• AIM:
List every line in the data that contains the word "lamp", matching case exactly.
# START OF ENTRIES SUPPLIED
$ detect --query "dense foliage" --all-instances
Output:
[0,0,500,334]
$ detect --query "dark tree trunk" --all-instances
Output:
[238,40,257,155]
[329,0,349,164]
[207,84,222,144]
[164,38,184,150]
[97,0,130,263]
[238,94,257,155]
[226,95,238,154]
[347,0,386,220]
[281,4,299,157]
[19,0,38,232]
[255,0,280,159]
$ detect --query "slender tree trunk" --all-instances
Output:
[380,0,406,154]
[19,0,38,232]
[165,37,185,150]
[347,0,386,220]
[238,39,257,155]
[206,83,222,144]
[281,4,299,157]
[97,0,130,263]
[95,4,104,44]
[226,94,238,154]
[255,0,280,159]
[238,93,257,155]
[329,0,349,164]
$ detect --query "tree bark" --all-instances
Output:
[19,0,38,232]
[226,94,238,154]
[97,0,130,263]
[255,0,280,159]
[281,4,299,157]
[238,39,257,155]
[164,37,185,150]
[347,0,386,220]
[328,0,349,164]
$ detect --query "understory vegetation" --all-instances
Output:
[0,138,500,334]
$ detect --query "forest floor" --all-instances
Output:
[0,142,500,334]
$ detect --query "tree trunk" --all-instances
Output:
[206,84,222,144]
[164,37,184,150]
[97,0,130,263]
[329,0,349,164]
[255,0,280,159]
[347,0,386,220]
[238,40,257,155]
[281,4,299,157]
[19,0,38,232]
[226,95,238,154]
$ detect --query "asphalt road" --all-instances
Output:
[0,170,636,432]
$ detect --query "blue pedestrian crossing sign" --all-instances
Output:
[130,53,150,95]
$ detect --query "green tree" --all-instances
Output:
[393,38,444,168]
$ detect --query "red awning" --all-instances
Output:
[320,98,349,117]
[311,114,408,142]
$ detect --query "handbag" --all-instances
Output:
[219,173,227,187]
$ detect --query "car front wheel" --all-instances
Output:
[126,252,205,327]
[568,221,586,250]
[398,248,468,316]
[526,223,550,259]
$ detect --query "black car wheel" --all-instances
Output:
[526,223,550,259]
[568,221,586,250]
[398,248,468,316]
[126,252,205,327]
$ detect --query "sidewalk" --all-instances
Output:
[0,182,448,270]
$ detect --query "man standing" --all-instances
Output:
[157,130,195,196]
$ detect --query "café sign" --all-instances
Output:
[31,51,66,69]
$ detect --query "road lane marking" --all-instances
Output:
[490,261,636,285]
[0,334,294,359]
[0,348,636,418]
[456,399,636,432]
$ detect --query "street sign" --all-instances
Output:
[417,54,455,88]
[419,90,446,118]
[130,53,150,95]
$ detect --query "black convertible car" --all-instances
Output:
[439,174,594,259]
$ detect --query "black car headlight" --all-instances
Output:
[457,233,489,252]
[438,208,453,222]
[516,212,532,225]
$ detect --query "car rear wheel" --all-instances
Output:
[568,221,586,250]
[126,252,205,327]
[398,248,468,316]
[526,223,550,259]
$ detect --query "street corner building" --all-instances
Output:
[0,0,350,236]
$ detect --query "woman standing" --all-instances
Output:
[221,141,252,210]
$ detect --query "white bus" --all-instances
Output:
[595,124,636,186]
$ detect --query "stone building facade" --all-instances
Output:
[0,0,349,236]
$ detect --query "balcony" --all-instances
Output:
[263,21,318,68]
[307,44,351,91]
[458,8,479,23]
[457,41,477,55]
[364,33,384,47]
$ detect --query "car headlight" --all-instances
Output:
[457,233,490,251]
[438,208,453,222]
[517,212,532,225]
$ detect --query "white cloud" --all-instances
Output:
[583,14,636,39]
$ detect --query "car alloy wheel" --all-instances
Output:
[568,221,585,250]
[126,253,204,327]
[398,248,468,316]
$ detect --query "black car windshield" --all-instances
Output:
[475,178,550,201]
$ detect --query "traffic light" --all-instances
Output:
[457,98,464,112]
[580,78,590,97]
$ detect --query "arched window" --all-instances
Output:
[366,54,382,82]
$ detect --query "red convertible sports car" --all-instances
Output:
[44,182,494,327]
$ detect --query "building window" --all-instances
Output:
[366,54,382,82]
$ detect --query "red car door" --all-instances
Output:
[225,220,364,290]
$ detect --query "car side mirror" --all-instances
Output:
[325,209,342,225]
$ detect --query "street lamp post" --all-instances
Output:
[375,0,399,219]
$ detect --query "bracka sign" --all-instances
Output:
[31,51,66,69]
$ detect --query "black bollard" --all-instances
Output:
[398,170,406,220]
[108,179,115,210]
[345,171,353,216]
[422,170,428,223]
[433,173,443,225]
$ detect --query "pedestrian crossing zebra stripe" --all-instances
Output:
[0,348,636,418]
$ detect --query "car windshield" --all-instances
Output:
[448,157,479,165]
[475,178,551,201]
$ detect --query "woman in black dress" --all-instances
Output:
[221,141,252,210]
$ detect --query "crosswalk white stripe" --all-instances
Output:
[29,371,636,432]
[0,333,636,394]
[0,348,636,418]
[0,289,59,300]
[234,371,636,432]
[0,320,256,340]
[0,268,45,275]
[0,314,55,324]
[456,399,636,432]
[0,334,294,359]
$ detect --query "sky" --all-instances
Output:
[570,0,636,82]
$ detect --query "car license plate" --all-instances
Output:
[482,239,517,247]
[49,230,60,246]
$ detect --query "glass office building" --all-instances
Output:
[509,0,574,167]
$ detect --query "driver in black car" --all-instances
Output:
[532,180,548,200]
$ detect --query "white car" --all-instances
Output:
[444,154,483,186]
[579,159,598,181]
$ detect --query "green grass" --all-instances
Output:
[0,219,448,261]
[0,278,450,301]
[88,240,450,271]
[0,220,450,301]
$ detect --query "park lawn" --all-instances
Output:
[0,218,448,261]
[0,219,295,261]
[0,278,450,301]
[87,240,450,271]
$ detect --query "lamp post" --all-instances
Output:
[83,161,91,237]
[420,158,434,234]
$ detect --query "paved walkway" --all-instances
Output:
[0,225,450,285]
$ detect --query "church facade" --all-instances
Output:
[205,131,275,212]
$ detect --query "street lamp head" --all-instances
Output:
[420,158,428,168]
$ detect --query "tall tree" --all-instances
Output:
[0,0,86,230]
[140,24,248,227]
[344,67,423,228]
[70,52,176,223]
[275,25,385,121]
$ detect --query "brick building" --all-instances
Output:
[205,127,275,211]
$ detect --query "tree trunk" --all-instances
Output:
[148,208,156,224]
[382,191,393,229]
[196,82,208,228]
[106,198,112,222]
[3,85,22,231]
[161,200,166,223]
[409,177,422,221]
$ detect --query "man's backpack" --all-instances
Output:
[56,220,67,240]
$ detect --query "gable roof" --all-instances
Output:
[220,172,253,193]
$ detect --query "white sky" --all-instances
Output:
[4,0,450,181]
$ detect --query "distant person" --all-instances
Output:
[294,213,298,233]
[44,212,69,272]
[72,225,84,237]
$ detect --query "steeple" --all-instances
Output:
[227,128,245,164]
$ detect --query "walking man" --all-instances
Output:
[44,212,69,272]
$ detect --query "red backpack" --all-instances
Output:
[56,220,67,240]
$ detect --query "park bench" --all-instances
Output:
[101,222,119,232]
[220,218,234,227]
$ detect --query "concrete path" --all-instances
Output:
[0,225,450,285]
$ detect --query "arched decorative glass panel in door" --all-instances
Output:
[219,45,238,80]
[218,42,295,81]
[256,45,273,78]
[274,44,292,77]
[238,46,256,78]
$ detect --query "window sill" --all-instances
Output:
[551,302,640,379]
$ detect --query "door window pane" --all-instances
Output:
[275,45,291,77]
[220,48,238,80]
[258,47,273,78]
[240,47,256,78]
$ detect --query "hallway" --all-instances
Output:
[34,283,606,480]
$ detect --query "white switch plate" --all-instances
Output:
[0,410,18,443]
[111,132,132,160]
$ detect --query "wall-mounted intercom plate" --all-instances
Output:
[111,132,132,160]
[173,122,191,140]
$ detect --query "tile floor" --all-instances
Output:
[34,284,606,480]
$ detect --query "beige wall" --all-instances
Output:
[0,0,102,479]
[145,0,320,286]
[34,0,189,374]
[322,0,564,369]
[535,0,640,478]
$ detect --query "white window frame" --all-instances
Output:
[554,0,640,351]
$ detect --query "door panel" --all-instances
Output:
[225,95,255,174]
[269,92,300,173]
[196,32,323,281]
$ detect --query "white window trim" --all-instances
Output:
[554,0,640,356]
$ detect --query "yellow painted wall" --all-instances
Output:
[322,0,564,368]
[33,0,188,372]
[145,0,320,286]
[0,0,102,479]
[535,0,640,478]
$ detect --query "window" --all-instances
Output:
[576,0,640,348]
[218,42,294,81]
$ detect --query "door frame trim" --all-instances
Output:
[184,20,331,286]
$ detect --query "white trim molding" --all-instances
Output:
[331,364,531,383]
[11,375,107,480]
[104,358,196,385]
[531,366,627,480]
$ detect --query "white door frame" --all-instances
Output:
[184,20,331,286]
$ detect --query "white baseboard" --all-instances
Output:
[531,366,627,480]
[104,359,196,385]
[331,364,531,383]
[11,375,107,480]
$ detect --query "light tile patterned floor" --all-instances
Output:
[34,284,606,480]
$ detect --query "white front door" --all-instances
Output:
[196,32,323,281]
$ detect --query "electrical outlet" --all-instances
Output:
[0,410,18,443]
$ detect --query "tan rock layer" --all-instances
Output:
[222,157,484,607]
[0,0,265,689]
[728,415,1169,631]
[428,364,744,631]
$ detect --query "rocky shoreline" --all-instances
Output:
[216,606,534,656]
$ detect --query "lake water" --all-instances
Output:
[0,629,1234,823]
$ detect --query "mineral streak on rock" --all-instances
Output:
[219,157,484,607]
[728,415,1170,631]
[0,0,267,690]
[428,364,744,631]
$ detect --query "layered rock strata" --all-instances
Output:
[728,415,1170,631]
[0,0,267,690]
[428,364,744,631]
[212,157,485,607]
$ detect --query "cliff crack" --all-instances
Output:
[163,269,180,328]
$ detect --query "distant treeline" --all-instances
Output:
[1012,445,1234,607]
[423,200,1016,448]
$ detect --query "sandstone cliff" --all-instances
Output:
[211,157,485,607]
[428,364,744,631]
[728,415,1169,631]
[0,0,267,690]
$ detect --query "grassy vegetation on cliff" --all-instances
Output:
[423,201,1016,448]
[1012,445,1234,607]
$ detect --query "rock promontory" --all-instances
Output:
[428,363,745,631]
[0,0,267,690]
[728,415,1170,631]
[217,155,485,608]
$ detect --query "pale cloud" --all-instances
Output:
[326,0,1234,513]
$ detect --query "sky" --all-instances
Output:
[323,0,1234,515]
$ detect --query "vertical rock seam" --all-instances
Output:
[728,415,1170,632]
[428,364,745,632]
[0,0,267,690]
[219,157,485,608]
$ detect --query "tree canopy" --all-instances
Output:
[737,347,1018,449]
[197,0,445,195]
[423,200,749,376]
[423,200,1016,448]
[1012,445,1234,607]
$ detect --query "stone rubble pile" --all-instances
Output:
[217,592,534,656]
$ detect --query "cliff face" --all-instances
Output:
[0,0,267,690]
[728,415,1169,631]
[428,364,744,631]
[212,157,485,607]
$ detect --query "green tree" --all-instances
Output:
# END OF ENTRIES SUPPLIED
• ANSWER IN FULL:
$ detect --query "street lamp post" --all-instances
$ detect --query "lamp post" --all-instances
$ detect --query "street lamp head" --all-instances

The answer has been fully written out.